» **What you will do**
Leave the images aside and copy out the whole listing, exact to the word.

• • • •

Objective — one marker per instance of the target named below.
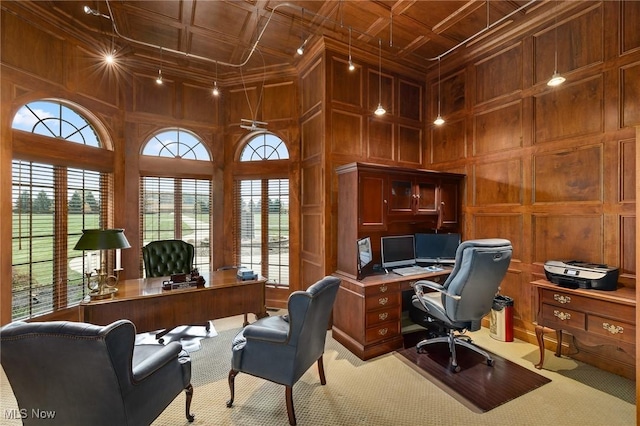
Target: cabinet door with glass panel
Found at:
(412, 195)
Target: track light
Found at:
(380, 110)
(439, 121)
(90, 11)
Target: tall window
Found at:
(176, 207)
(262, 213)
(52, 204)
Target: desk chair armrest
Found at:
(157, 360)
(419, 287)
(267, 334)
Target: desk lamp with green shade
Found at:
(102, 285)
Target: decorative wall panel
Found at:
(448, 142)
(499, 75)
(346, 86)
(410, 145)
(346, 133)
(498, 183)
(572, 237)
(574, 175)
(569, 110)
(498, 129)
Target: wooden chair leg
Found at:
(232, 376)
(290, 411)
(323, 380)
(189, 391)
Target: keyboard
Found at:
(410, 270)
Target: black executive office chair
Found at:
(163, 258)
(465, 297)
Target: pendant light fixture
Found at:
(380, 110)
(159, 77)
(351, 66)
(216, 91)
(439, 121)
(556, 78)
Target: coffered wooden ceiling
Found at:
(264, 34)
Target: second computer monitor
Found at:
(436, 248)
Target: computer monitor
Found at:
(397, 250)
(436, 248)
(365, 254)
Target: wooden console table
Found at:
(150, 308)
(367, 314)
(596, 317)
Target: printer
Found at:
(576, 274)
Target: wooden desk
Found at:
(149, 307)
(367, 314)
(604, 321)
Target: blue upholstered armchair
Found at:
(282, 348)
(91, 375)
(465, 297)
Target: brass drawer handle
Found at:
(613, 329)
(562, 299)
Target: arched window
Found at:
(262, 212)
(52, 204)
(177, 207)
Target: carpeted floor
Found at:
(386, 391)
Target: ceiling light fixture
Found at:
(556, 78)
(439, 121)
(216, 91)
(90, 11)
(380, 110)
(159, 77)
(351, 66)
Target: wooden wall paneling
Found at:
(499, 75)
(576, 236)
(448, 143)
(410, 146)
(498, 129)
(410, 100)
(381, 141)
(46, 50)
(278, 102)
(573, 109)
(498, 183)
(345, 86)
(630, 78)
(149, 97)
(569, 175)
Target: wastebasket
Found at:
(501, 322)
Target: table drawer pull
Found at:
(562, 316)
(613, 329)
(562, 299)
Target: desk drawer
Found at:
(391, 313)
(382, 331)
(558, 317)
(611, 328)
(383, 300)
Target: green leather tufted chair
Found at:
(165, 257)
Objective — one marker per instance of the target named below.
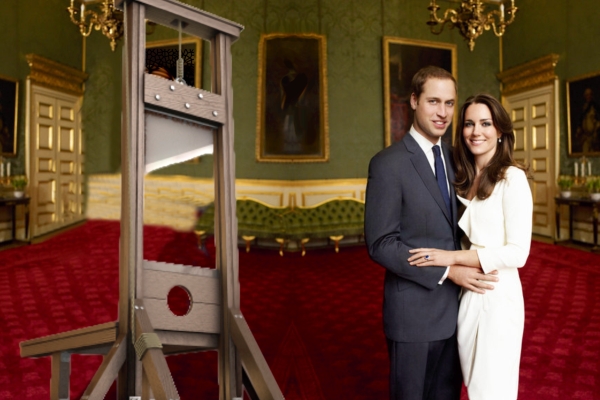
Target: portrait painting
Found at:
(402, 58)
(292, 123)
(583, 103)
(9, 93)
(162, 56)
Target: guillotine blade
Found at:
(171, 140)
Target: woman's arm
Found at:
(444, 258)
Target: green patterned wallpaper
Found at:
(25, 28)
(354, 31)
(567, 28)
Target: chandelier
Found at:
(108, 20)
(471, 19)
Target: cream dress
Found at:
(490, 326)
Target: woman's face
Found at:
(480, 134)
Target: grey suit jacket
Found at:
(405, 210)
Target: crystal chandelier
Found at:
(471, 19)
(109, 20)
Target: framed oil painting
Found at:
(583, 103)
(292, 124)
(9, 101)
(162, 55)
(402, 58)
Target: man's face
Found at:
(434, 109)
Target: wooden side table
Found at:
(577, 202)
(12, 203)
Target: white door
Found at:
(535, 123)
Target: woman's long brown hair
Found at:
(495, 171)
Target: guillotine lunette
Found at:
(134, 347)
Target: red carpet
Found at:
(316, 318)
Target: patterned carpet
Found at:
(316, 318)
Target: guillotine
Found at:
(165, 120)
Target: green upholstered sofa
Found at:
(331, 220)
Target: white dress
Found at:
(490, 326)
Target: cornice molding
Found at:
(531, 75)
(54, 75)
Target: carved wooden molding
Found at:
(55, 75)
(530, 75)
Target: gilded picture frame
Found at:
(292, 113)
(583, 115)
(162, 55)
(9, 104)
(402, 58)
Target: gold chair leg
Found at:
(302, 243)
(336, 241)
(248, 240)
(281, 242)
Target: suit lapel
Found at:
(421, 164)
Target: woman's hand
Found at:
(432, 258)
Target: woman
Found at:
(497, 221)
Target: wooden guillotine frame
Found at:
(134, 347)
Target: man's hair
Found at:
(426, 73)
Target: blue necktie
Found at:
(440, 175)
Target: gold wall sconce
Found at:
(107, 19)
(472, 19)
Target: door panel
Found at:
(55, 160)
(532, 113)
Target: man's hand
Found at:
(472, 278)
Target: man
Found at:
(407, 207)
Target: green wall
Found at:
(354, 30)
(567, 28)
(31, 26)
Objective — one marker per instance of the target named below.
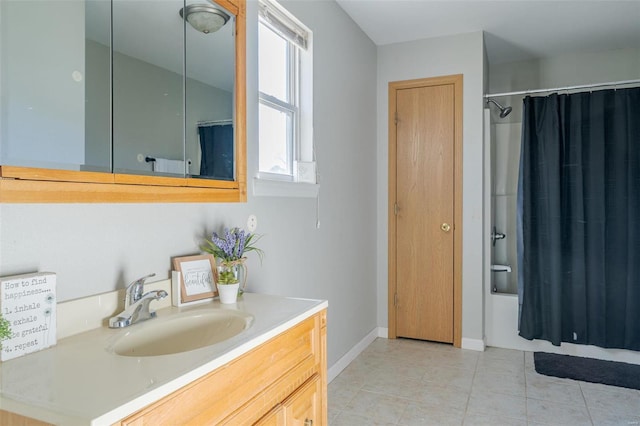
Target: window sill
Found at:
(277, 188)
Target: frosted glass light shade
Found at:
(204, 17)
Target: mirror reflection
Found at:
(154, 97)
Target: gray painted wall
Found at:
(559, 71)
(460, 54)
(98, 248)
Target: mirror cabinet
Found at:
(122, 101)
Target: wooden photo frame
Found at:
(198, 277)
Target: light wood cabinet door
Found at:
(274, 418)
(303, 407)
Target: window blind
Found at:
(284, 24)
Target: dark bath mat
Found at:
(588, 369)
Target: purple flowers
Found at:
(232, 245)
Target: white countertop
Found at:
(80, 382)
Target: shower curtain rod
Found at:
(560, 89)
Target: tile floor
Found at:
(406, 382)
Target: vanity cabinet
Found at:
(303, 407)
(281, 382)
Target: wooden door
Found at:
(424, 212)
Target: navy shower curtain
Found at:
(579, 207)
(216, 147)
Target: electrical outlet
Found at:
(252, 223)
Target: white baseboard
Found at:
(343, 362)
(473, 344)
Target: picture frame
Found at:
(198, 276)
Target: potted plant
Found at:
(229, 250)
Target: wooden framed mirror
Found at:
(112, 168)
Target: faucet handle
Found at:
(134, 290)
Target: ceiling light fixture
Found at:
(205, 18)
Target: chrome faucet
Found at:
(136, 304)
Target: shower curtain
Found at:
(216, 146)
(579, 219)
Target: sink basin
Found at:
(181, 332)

• • • •

» **Expected output**
Objective — one marker per instance of the target named below.
Target: cabinet door with glass panel
Found at:
(412, 195)
Target: track light
Found at:
(380, 110)
(439, 121)
(90, 11)
Target: tall window
Found at:
(176, 207)
(262, 213)
(52, 204)
Target: desk chair armrest
Found at:
(157, 360)
(419, 287)
(267, 334)
Target: desk lamp with green shade
Found at:
(102, 285)
Target: decorative wall panel
Found at:
(448, 142)
(499, 75)
(346, 86)
(410, 145)
(346, 133)
(498, 183)
(572, 237)
(574, 175)
(569, 110)
(498, 129)
Target: wooden chair leg
Found at:
(232, 376)
(290, 411)
(323, 380)
(189, 391)
Target: keyboard
Found at:
(410, 270)
Target: black executive office chair
Found at:
(163, 258)
(465, 297)
Target: pendant light fixture
Found at:
(380, 110)
(159, 77)
(351, 66)
(216, 91)
(439, 121)
(556, 78)
Target: coffered wooden ceiling
Found at:
(264, 34)
Target: second computer monitor
Found at:
(436, 248)
Target: computer monitor
Found at:
(397, 250)
(436, 248)
(365, 254)
Target: wooden console table
Found at:
(150, 308)
(367, 314)
(596, 317)
Target: printer
Found at:
(576, 274)
Target: wooden desk
Found at:
(149, 307)
(367, 314)
(604, 321)
Target: blue upholstered armchair
Found at:
(282, 348)
(91, 375)
(465, 297)
Target: brass drawer handle
Found at:
(613, 329)
(562, 299)
Target: arched window
Found at:
(262, 212)
(52, 204)
(177, 207)
Target: carpeted floor
Found at:
(386, 391)
Target: ceiling light fixture
Found at:
(556, 78)
(439, 121)
(216, 91)
(90, 11)
(380, 110)
(159, 77)
(351, 66)
Target: wooden wall paneling
Found at:
(499, 75)
(576, 236)
(448, 143)
(410, 146)
(498, 129)
(410, 100)
(381, 141)
(46, 50)
(278, 102)
(573, 109)
(498, 183)
(345, 86)
(630, 78)
(149, 97)
(569, 175)
Target: wastebasket
Found at:
(501, 322)
Target: table drawer pull
Found at:
(562, 316)
(613, 329)
(562, 299)
Target: desk drawer
Found at:
(391, 313)
(382, 331)
(558, 317)
(611, 328)
(383, 300)
Target: green leather tufted chair
Found at:
(165, 257)
Objective — one marker per instance of the target named below.
Target: portrait painting
Found at:
(402, 58)
(292, 123)
(583, 103)
(9, 93)
(162, 56)
Target: guillotine blade
Found at:
(171, 140)
Target: woman's arm
Found at:
(444, 258)
Target: green patterned wallpaper
Found at:
(25, 28)
(354, 31)
(567, 28)
Target: chandelier
Found at:
(108, 20)
(471, 19)
Target: cream dress
Found at:
(490, 326)
Target: woman's face
Found at:
(480, 134)
Target: grey suit jacket
Found at:
(405, 210)
Target: crystal chandelier
Found at:
(471, 19)
(109, 20)
Target: framed oil painting
Found at:
(583, 103)
(292, 124)
(9, 101)
(162, 55)
(402, 58)
Target: man's face
Found at:
(434, 109)
Target: wooden side table
Found at:
(577, 202)
(12, 203)
Target: white door
Found at:
(535, 123)
Target: woman's long brown hair
Found at:
(495, 171)
Target: guillotine lunette
Found at:
(134, 347)
Target: red carpet
Found at:
(316, 318)
Target: patterned carpet
Found at:
(316, 318)
Target: guillotine
Found at:
(165, 120)
Target: green upholstered sofa
Found at:
(331, 220)
Target: white dress
Found at:
(490, 326)
Target: cornice molding
Found at:
(531, 75)
(54, 75)
Target: carved wooden molding
Found at:
(55, 75)
(530, 75)
Target: gilded picture frame
Found at:
(292, 113)
(583, 115)
(162, 55)
(9, 104)
(402, 58)
Target: gold chair leg
Found at:
(302, 243)
(336, 241)
(248, 240)
(281, 242)
Target: suit lapel
Found at:
(421, 164)
Target: woman's hand
Found at:
(432, 258)
Target: woman
Found at:
(497, 221)
Target: wooden guillotine frame
Found at:
(134, 347)
Target: man's hair
Found at:
(426, 73)
Target: blue necktie
Found at:
(440, 175)
Target: gold wall sconce
Found at:
(107, 19)
(472, 19)
Target: door panel
Found at:
(55, 160)
(532, 113)
Target: man's hand
Found at:
(472, 278)
Target: man
Found at:
(407, 207)
Target: green wall
Found at:
(354, 30)
(567, 28)
(31, 26)
Objective — one marker per instance of the target named below.
Target: window sill
Found at:
(277, 188)
Target: frosted glass light shade
Found at:
(204, 17)
Target: mirror reflection
Found at:
(154, 97)
Target: gray painted wall
Found at:
(559, 71)
(460, 54)
(98, 248)
Target: mirror cabinet
Found at:
(122, 101)
Target: wooden photo frame
Found at:
(198, 277)
Target: light wood cabinet door
Found at:
(274, 418)
(303, 407)
Target: window blind
Found at:
(284, 24)
Target: dark bath mat
Found at:
(588, 369)
Target: purple flowers
Found at:
(232, 245)
Target: white countertop
Found at:
(80, 382)
Target: shower curtain rod
Found at:
(560, 89)
Target: tile floor
Found at:
(406, 382)
Target: vanity cabinet
Found at:
(303, 407)
(281, 382)
Target: wooden door
Found at:
(424, 212)
Target: navy shower curtain
Found at:
(579, 207)
(216, 147)
Target: electrical outlet
Found at:
(252, 223)
Target: white baseboard
Found at:
(343, 362)
(473, 344)
Target: picture frame
Found at:
(198, 276)
Target: potted plant
Found at:
(229, 250)
Target: wooden framed mirror
Found at:
(112, 168)
Target: faucet handle
Found at:
(134, 290)
Target: ceiling light fixture
Found at:
(205, 18)
Target: chrome faucet
Found at:
(136, 304)
Target: shower curtain
Found at:
(216, 146)
(579, 219)
Target: sink basin
Found at:
(181, 332)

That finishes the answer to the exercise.